> _Dataset extract_:
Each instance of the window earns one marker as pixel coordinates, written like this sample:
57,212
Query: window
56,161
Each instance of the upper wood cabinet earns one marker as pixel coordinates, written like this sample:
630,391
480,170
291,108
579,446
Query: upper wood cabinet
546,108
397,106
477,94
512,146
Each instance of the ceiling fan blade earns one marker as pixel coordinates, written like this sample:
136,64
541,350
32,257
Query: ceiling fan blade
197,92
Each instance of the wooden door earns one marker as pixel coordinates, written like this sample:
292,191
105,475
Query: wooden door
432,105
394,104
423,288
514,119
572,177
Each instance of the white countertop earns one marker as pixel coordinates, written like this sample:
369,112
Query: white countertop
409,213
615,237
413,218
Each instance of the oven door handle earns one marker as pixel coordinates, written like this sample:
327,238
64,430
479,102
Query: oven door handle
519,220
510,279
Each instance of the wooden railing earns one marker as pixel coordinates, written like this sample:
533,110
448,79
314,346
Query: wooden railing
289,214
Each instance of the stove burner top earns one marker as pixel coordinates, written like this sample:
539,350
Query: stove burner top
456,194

> _Directions for this task_:
Copy every one of the entries above word for word, from the first line to the last.

> _Written answer_:
Each instance of the window earns one marker as pixel coordinates, written like this sample:
57,212
Query: window
56,161
Each instance of the upper wood cabinet earns one marker as pixel coordinates, written like this sample:
630,391
480,170
291,108
579,446
Query: upper wood cabinet
546,108
397,106
477,94
512,146
Each instance of the ceiling fan blade earns one marker as pixel coordinates, written like this sample:
136,64
541,350
32,257
Query: ceiling fan blade
197,92
Each instance of the wooden door earns one marker as pixel coordinates, written like this sample:
292,191
105,475
Query: wooden door
432,105
394,104
423,288
514,119
572,177
Each instance of the white countertop earns one marker as pixel coordinates, written like this sample:
369,112
Query: white countertop
409,213
615,237
413,218
Each instance of the oven door handle earns one marker as pixel coordinates, written like this sample:
327,238
64,430
479,102
Query: oven door handle
519,220
510,279
Each instance of the wooden railing earns one marker as pixel coordinates, written like this sample:
533,110
448,79
314,346
Query: wooden railing
289,214
Each instance of the stove burner top earns one marker as pixel coordinates, written like this sample:
539,350
Query: stove burner top
456,194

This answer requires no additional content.